── Supplied text

# Beautiful Sable



## Stephen Rees (Jan 31, 2014)

I rarely post my own music, but having owned Sable for a month or so now I was moved to write a piece for it and upload it. It really is a beautiful, special library that has added a wonderful palette of sounds to my strings arsenal. I'm very grateful to have it, and also to all at the team at Spitfire for making it.

I have no idea how to do the sound cloud widget thing, so a simple link will have to suffice 

https://soundcloud.com/stephen-and-jenn ... -1/s-BNAoV

For anyone that listens, I hope you enjoy hearing it, and if you don't have Sable, I hope it gives you an idea of what just one articulation and microphone position (flautandos and the 'A' mic) has to offer.


----------



## AC986 (Jan 31, 2014)

Stephen I'm going to be harsh. :lol: 

The sound of the Sable flautando is really great when used like this.

But you could have done more under it and over it. For example, a pianist of your capability could have added a piano of an ethereal nature which IMO would have brought out the flautando even more, sort of as an offset so you have differing sounds that compliment and make them even more noticeable.

Nice piece though.


----------



## Stephen Rees (Jan 31, 2014)

Thanks Adrian. That wasn't harsh at all 

I'm supposed to be writing mischievous children's music at the moment. Why can't I ever stick to what I'm supposed to be doing? I'm never going to get paid.....


----------



## AC986 (Jan 31, 2014)

You should hear and play the flauntando cellos and violas in Mural. That combined with the con sords and Sable could be stunning.


----------



## Stephen Rees (Jan 31, 2014)

SilentBob @ Fri Jan 31 said:


> Wonderful tone, extremly impressive. I love the flautando-articulation in general, and the tone from Spitfire in particular. And I'm glad that it is a strings-only-piece. o/~
> 
> And yes, your piece gives me an idea what can be achieved with Sable. I love it. It's such a hard struggle to decide which library to choose, so great options. And every time I'm thought the decision is done I'm hearing a demo from another library and i think i will never be happy without it. Because of your piece one more point goes to Spitfire. :D
> 
> Thank you.



Thank you 

There are so many wonderful choices these days and it is hard to choose. I hope you make the choice that is right for you and that you enjoy making music with whatever library you decide on.


----------



## Stephen Rees (Jan 31, 2014)

adriancook @ Fri Jan 31 said:


> You should hear and play the flauntando cellos and violas in Mural. That combined with the con sords and Sable could be stunning.



I bet they are. I have to decide whether my next Spitfire purchase will be Sable Volume 3 or Mural Volume 1. I think my mischievous kids music might be more in need of Sable's fast legatos than Mural's symphonic beauty so that might just have to win out for now.

────
── Rows

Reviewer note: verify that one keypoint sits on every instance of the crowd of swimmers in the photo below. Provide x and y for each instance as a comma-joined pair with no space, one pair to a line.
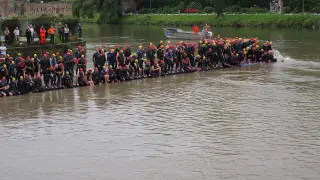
21,75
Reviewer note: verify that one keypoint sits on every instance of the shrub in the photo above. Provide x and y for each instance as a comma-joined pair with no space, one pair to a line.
233,9
194,5
208,9
45,21
71,22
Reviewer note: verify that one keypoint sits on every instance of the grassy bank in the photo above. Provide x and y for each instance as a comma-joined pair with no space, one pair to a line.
258,20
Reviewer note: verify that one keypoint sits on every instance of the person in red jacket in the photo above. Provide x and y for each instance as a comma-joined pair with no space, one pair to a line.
195,29
42,35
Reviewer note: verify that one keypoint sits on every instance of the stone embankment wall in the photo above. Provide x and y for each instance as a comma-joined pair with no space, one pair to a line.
10,8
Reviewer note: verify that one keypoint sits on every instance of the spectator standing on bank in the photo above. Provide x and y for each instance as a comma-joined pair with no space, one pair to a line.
16,33
52,32
80,30
61,32
3,50
66,32
32,33
7,35
43,35
28,34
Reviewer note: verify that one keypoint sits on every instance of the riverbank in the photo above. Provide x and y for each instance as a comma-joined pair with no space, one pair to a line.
257,20
30,50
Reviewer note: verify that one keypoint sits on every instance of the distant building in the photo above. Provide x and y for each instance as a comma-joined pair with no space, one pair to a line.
24,8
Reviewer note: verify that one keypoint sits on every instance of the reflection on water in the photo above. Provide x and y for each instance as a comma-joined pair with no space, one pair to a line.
258,122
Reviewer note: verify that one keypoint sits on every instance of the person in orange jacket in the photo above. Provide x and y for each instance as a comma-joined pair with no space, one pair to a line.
52,32
42,35
195,29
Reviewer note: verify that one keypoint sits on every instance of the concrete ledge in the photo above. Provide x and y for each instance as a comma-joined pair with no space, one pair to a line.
41,49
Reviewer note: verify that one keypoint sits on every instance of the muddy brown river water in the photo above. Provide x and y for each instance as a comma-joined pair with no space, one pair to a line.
260,122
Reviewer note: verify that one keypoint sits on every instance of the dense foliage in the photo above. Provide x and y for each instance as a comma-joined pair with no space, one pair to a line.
279,21
110,10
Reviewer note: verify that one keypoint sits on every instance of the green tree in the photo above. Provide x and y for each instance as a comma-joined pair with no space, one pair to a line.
218,6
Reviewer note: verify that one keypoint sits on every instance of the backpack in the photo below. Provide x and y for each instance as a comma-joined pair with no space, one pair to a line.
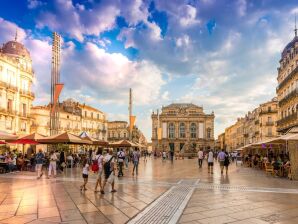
107,166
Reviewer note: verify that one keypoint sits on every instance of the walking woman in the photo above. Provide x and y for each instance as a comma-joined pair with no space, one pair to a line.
226,161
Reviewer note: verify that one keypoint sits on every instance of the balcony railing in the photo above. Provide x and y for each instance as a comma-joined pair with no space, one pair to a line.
290,118
27,93
289,77
269,123
288,97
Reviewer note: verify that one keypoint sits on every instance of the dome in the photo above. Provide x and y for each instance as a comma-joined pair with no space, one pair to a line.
290,46
16,49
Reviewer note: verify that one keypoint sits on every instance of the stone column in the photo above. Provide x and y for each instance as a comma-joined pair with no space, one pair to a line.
293,152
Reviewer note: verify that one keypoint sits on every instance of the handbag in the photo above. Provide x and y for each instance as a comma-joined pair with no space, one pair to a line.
111,178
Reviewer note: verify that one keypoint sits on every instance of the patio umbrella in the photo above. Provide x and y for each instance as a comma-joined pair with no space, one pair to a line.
94,141
6,136
64,138
123,143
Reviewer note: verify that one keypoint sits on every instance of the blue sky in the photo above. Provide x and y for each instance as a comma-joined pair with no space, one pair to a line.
221,54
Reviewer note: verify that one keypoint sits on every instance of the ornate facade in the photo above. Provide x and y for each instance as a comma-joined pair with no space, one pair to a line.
258,125
287,89
119,130
184,127
16,76
74,117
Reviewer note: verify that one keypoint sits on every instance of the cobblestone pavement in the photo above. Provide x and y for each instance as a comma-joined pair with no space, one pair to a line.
244,196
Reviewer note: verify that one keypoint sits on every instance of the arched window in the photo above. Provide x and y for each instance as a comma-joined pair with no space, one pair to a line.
171,130
182,130
208,133
193,130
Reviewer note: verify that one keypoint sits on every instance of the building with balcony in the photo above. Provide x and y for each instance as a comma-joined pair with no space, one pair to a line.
119,130
184,127
287,89
16,76
257,125
74,117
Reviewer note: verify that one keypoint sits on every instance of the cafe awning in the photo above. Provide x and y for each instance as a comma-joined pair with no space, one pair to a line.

────

Goal —
Translate this sentence from the forum thread about the Sable strings library into Spanish: "It really is a beautiful, special library that has added a wonderful palette of sounds to my strings arsenal."

Written response —
Realmente es una biblioteca hermosa y especial que ha añadido una maravillosa paleta de sonidos a mi arsenal de cuerdas.